■ **What to produce**:
Could you copy the records below line for line, leaving out the pictures?

"""

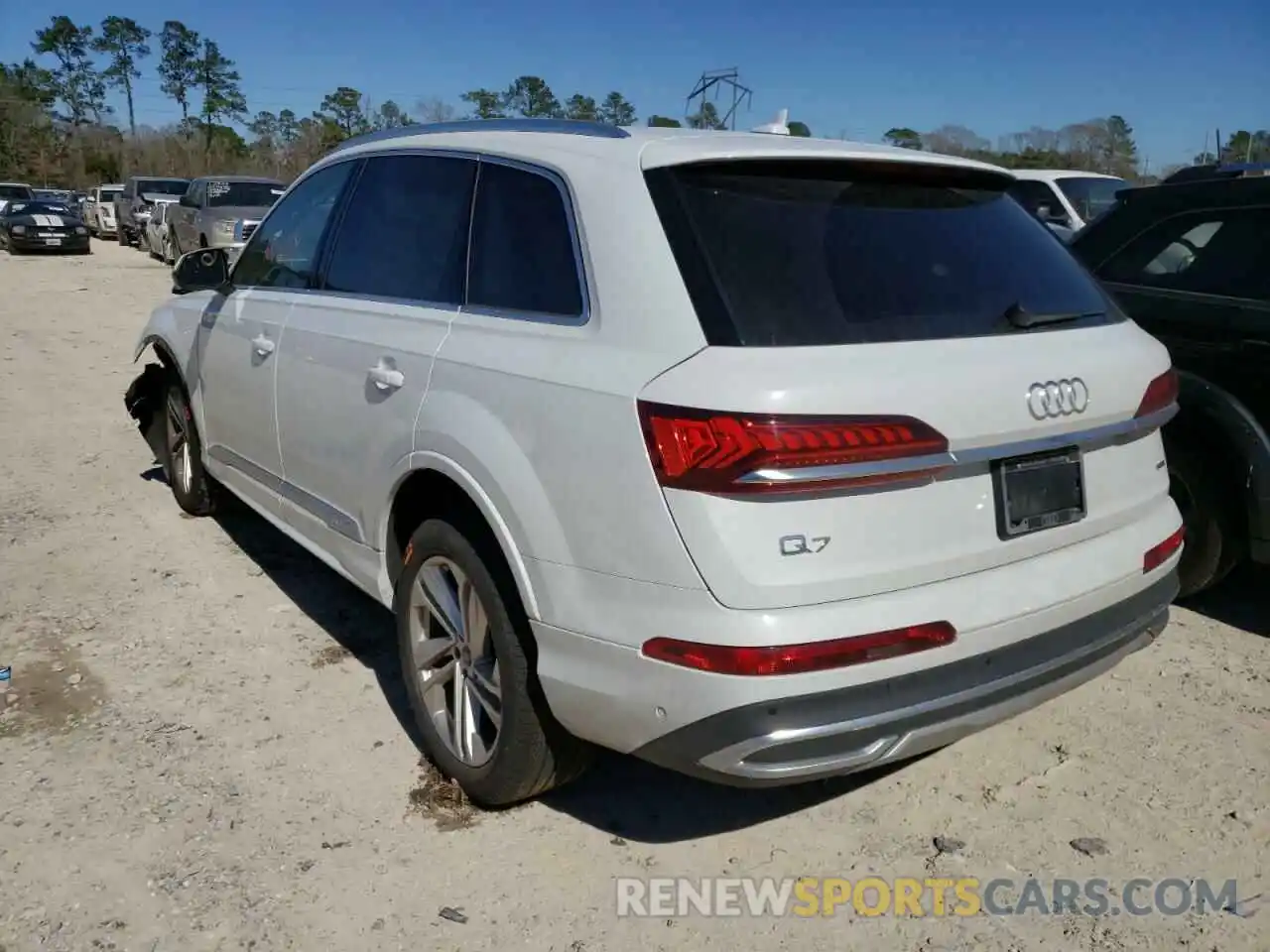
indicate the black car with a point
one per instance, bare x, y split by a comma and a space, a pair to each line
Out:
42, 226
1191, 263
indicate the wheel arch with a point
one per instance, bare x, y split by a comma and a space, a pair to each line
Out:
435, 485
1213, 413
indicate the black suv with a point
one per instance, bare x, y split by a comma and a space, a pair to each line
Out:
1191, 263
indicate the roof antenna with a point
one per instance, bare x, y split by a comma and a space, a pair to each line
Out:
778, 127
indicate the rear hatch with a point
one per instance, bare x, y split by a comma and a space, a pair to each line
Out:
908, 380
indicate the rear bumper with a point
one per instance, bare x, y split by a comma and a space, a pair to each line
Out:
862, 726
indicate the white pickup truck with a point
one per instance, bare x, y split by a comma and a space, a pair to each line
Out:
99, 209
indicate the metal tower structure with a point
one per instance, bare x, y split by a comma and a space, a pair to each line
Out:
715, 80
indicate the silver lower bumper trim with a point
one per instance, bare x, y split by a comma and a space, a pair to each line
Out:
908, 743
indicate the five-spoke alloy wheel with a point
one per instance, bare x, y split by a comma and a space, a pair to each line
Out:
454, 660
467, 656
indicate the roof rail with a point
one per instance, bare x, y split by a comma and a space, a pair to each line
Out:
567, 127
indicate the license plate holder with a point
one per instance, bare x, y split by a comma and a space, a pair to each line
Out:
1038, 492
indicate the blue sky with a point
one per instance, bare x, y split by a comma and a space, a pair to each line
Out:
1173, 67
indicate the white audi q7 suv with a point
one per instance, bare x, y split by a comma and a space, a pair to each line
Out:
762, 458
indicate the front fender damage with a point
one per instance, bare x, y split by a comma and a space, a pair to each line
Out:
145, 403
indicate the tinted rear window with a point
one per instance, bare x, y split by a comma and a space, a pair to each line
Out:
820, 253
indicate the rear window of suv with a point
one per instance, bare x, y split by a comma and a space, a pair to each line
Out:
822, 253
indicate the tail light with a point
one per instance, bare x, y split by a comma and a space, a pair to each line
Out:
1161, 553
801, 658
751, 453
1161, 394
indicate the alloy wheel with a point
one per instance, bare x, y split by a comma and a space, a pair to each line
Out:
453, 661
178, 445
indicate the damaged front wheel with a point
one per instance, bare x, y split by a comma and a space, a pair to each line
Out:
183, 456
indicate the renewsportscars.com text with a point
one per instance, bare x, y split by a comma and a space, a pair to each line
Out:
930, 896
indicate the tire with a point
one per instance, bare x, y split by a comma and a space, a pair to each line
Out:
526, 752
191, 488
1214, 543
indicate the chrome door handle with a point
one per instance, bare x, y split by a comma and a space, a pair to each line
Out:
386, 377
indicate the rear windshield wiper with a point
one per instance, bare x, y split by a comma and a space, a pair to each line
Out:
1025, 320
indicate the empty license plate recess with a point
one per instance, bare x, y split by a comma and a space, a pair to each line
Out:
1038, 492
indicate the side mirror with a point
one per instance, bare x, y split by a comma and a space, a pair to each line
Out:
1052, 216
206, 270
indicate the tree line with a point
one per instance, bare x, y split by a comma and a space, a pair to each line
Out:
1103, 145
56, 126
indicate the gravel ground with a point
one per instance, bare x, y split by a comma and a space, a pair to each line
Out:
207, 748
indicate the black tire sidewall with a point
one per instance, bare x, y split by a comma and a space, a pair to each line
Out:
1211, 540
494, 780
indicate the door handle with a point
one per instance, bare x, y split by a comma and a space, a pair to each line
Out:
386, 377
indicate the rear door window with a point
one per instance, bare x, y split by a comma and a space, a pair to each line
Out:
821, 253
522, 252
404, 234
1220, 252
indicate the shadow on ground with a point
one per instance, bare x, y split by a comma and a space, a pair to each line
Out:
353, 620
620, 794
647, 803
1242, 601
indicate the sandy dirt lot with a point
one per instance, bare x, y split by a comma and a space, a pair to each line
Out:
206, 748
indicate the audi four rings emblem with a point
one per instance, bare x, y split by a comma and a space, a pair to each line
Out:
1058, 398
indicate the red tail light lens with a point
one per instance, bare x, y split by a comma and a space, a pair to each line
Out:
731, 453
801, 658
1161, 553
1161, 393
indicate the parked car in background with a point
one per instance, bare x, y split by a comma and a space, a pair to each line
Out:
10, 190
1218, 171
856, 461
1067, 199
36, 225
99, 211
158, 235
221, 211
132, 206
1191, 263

"""

■ **Solution for this task**:
indicate the black car with a point
one per instance, bare x, y split by a comma and a space, a pair to each line
Out:
42, 226
1191, 263
indicate the wheel arch with a point
one per instance, bare x, y split by a comma and a space, a pair to each line
Out:
435, 485
1213, 413
indicate the black suv with a point
one per instance, bare x, y split by a comma and a space, a pair to each line
Out:
1191, 263
indicate the roof antenna with a point
one per instance, bare x, y split by a comma and a space, a pair to each line
Out:
778, 127
indicate the rear hatch with a point
one per instance, bare x, y split by a comma and a space, a pair to each line
Out:
908, 380
indicate the rear bumper with a point
one per instance, bare x, y split by a comma and a space, a pair to each line
Out:
862, 726
indicate the white pickup truck with a point
one per instance, bare x, y split by a comma and a space, a pair to each line
Out:
99, 209
indicate the metal tower structure with a point
one per instance, bare x, y split by a comma and a space, a pair to each line
Out:
715, 80
indicate the silver lower bumper trim with a point
one per instance, bare x, y split by a comma and a space, a pair to each line
Out:
908, 743
indicate the five-spoke alloy wheel with a point
one per instance, bare x, y split by a comma and a space, a pair to each line
Out:
454, 660
467, 656
indicate the roof rail with a point
one per instance, bare x, y split by a comma and a space, a pair to each line
Out:
567, 127
indicate the license plate holder with a point
one per instance, bare x, y split by a comma and a space, a pair to each line
Out:
1038, 492
indicate the blue sky with a point
one per instance, bare x, y split by a comma and a space, a pair to each line
Out:
1173, 67
indicate the white audi q7 suv with a point
one per instance, bare x, y split by a comma and a space, a pair to each line
Out:
762, 458
indicate the front fender damage with a point
one per instance, bare x, y split by a comma and a space, a pair to each line
Out:
145, 403
indicate the tinted rear window with a point
one per instance, bare x, y split by a comma and a space, a pair to each line
Out:
820, 253
indicate the rear window of suv with a point
one per instance, bare x, y split by a comma and a space, a pair to each line
Out:
822, 253
indicate the tail light with a point
one per instance, bare x, y split by a comma and a space, a pair to each line
Out:
1161, 553
801, 658
751, 453
1161, 394
indicate the alloy wheel with a point
one per instance, bare x, y split by a comma and a space, a pair to each line
Out:
453, 661
178, 445
indicate the damaged front wheel with a point
one per instance, bare x, y split by a comma and a space, a pair to each line
Out:
183, 456
indicate the renewsportscars.com text with a point
one per instance, bare x, y split by a comma and a space, a pair to each line
Out:
930, 896
indicate the tire with a point
one per instance, bare x, y split by a comma and a space, a pair to each line
Out:
526, 752
191, 488
1214, 543
indicate the chrome door handle with a point
one per instance, bare x, y split by a comma and a space, a pair to each line
Out:
386, 377
indicate the rear windshield wiper with a point
one per instance, bare x, y split by a comma and a space, a pair to each line
Out:
1025, 320
indicate the empty license plate recess with a point
one per instance, bare x, y split by a comma and a space, a pair to each line
Out:
1038, 492
indicate the side mirror with a point
one per instance, bare x, y split by a comma and a space, a pair to each line
Out:
1052, 216
206, 270
indicate the tree line with a point
one per instance, bare x, y split by a comma and a space, a pair to each line
Out:
1103, 145
56, 126
indicate the gravel ground with a point
one per instance, bare x, y split by a comma and a space, a pair to each line
Out:
207, 748
indicate the black tire sidewall with a point
one per instance, bare x, y split by a comma and a space, a pair to each line
Out:
1211, 540
494, 780
indicate the door handle with a point
one per instance, bare x, y split by a comma and a space, a pair to each line
Out:
386, 377
indicate the rear door window with a point
one per instance, bare x, y split by a comma and a space, a pair to each line
Out:
821, 253
522, 252
404, 234
1220, 252
indicate the shadow on ground with a point
one per instance, bare x, y split by a comma and a space, a pair to each line
Out:
353, 620
620, 794
647, 803
1242, 601
indicate the sandy dirt lot with a point
one per instance, bare x, y split by a comma and a space, a pair to each line
Out:
206, 748
indicate the audi four rings emblem with a point
one per instance, bare x, y split by a comma and a space, a pair to each line
Out:
1058, 398
indicate the red tail light lens with a point
one per instance, bare x, y split by a comma and a space, a pair to each line
Out:
731, 453
801, 658
1161, 553
1161, 393
indicate the parked car in background with a point
one per instance, bare x, y split by a comma and a space, a pair to each line
Out:
10, 190
1218, 171
856, 461
1067, 199
36, 225
99, 211
158, 235
221, 211
132, 206
1191, 263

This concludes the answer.